*Source text*
'''

Dáil debates

Friday, 6 May 2016

Appointment of Taoiseach and Nomination of Members of Government: Motion

 

4:55 pm

Photo of Mick BarryMick Barry (Cork North Central, Anti-Austerity Alliance) | Oireachtas source

After 70 days we have a Fine Gael and Independent minority Government, but it is a three-legged Government not a two-legged Government. It is a statement of fact that the Fine Gael-Independent minority Government cannot survive without the support of Fianna Fáil, which will prop it up for the lifetime and the duration of this Dáil. Thus, we might say that we have in the form of this new Government a new troika, involving Fine Gael, Independent Members and Fianna Fáil, operating within the straitjacket of the European Union fiscal rules.

I will make a point about the Independent Members in a moment but it is no secret that the two pillars of this Government are Fine Gael on the one hand and Fianna Fáil on the other. The talk about something which is radical and new is somewhat ironic. In reality it is a double helping of the same old, same old.

Many people voted Independent in the general election in February. The vast majority of those people did not vote to put Fine Gael back in. They did not vote to put Deputy Enda Kenny back in as Taoiseach. To echo the point made by my colleague Deputy Coppinger today, those who want something genuinely independent of Fianna Fáil and Fine Gael in future will have to vote left. Of the Independents who are to become senior Ministers, Deputy Denis Naughten is a former Fine Gael Deputy, Deputy Shane Ross is a former Fine Gael councillor, and Deputy Katherine Zappone was nominated to the Seanad by a Fine Gael-Labour Party Administration. If this is a rainbow Government, all the colours in that rainbow are various shades of blue.

'''

Can you continue the Dáil speech above on the new Fine Gael and Independent Government, picking up after its last sentence?

*Data supplied*
'''

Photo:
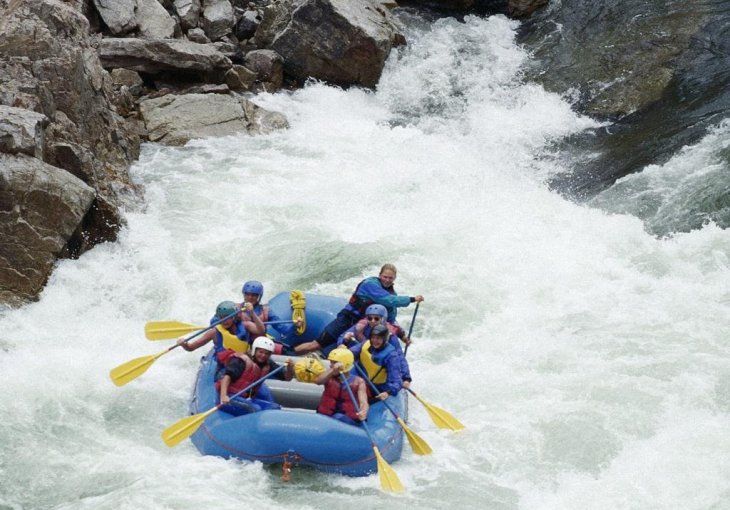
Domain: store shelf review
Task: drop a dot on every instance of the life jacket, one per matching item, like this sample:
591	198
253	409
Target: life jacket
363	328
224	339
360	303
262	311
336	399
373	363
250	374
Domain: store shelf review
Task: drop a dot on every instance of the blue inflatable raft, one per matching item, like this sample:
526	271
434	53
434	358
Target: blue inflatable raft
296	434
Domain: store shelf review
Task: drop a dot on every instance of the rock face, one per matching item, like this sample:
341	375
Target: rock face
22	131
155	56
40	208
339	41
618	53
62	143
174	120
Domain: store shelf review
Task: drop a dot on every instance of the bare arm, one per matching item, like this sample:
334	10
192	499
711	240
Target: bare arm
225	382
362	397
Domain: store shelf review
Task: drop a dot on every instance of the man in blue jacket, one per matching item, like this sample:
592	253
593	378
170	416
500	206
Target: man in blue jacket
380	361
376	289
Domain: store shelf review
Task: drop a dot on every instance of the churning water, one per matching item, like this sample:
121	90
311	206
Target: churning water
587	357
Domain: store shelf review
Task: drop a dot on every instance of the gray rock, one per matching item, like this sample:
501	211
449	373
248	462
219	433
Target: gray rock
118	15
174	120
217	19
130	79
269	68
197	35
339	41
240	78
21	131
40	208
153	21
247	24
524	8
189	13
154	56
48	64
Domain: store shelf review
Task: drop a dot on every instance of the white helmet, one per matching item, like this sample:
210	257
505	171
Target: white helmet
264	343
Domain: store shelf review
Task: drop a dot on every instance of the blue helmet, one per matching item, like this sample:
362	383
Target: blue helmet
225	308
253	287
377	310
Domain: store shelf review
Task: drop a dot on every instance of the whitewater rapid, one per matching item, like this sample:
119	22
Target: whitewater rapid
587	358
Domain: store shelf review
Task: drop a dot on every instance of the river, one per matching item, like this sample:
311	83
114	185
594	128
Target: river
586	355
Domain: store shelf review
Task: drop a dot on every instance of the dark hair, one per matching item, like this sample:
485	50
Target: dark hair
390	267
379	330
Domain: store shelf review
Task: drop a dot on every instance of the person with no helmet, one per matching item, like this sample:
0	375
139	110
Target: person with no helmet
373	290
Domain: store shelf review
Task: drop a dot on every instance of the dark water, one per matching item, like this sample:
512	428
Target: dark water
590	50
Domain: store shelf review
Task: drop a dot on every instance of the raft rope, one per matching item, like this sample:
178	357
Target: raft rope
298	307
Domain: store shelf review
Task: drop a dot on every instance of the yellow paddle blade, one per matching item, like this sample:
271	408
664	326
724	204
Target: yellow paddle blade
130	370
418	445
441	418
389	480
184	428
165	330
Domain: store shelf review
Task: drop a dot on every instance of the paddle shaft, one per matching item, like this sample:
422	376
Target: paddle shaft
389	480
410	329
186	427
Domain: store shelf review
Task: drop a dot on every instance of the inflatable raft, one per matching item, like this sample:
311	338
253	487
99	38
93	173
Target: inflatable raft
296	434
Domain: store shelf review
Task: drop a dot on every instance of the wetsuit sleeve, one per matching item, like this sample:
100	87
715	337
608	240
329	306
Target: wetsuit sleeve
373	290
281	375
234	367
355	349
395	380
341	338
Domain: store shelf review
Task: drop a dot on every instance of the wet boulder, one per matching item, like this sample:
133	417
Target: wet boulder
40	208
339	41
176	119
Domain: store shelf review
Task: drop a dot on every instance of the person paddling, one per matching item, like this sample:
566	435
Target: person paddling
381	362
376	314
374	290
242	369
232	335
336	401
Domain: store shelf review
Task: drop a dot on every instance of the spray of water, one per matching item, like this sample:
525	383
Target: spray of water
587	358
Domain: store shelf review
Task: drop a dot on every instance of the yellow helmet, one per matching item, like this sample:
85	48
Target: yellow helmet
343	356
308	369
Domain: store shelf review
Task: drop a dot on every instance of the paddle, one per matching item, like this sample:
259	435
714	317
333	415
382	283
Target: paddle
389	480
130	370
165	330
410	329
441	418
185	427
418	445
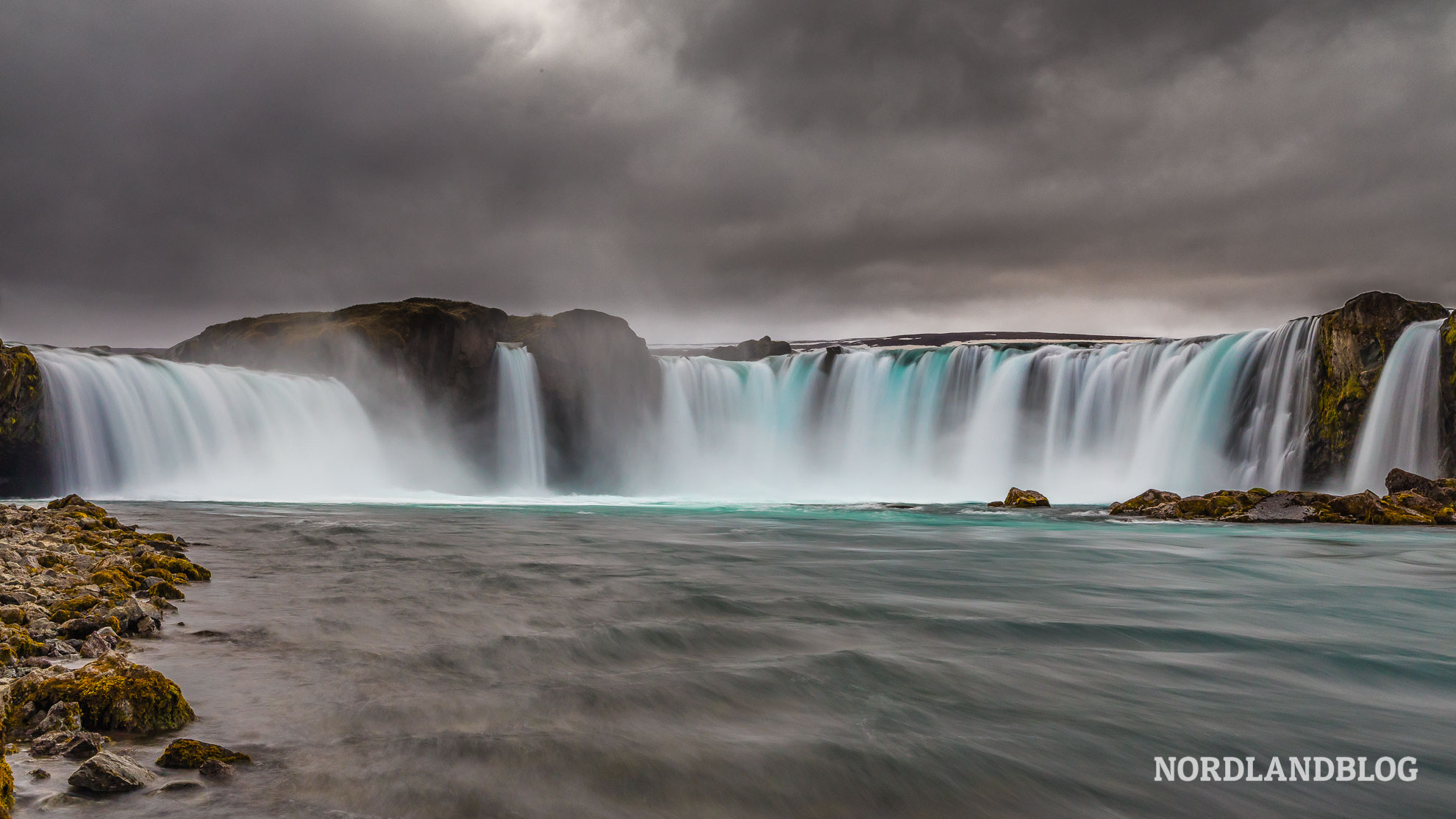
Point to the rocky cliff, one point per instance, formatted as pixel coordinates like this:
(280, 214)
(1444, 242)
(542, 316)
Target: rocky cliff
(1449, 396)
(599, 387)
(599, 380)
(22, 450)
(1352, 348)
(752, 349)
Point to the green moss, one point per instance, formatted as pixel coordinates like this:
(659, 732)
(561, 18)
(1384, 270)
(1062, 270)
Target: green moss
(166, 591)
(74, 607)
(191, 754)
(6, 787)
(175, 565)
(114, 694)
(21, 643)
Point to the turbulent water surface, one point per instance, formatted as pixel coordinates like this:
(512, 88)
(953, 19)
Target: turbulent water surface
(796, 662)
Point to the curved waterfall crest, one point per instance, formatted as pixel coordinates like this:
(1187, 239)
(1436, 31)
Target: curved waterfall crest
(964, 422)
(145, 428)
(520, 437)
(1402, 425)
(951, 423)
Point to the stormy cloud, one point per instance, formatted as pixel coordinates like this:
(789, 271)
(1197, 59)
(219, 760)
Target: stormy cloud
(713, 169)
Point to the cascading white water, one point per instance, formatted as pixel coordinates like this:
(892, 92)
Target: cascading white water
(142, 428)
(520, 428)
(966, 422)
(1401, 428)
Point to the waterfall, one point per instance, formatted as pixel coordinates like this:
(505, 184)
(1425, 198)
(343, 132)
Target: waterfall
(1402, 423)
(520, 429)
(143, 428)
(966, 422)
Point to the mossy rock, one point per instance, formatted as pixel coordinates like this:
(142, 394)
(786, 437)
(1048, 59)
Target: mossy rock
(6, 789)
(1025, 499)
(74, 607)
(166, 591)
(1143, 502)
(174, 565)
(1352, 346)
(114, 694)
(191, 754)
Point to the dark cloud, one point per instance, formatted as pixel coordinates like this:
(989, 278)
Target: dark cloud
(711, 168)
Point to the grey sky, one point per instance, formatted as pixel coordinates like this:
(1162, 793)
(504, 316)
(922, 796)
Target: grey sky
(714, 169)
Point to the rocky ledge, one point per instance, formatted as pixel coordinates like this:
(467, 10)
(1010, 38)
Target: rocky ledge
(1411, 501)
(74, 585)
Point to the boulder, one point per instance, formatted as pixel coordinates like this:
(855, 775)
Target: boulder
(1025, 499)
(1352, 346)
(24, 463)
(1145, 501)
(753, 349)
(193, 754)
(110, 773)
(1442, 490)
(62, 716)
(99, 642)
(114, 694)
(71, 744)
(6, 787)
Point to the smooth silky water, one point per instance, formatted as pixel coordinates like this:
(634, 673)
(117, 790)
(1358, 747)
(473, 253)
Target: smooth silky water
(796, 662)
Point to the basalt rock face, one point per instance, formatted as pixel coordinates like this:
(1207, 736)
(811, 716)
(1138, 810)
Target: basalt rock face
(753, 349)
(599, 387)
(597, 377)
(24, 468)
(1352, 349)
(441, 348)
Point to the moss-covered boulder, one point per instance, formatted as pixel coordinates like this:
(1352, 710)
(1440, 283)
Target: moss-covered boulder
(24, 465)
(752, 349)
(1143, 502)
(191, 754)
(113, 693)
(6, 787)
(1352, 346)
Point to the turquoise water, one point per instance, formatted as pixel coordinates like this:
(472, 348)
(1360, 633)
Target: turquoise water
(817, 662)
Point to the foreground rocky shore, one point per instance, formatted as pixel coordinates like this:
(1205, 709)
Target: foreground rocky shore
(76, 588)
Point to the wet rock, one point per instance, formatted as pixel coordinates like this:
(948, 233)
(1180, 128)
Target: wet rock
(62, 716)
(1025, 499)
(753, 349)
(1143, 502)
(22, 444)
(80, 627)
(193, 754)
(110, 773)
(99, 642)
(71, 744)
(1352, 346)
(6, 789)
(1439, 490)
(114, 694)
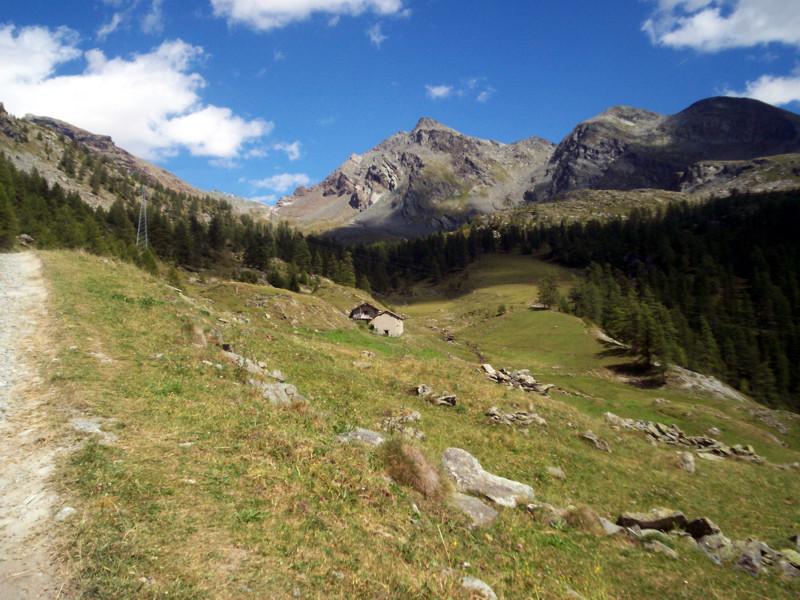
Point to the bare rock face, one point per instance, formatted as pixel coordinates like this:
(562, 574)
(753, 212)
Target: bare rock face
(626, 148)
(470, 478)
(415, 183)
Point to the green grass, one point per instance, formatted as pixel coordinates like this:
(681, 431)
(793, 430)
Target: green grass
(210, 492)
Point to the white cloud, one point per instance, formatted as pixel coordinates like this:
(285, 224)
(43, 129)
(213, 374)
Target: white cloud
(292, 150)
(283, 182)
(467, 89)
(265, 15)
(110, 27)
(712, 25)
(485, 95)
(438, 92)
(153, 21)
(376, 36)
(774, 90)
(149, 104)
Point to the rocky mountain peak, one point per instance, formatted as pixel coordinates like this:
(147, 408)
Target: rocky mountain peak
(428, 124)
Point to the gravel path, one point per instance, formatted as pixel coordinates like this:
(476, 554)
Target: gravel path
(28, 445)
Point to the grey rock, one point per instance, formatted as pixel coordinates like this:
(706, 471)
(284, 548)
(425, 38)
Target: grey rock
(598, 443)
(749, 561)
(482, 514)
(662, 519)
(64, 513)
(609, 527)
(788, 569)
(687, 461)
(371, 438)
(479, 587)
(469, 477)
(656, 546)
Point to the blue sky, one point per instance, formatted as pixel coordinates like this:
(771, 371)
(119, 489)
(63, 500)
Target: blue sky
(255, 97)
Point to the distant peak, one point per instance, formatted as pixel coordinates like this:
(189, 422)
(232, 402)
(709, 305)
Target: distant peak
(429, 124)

'''

*Task answer*
When I read the document today the points on health stood out. The new Minister, Deputy Harris, will be in charge of continuing the dismantling of the HSE, turning hospitals into hospital groups and trusts, with hospitals making their own decisions. When I read this I thought I had seen it before somewhere. I went online and found a document produced recently by UNITE, which organises health service workers in England, Scotland, Wales and Northern Ireland. It described the policies implemented in the UK under the rule of new Labour and the Tories. Some of the points in it sound familiar. Every National Health Service hospital was forced to turn into a trust by 2014. Hospitals were set up like businesses, with greater autonomy. That meant they could raise private finance and enter into agreements with the private sector, which led to hospital departments being outsourced, wholesale privatisation and part-privatisation. That is the agenda that the Fine Gael-Independent minority Government, propped up by Fianna Fáil, will pursue in the health service: an agenda of privatisation. It will be vigorously opposed by us and, I am confident, by health service workers as well.

Deputy Leo Varadkar is to take over the Department of Social Protection. I presume he will be responsible for the section of the document that refers to labour activation schemes. One scheme, to be called Fit to Work, will be aimed at people with disabilities and illnesses. This was done recently in the UK. It has been a disaster.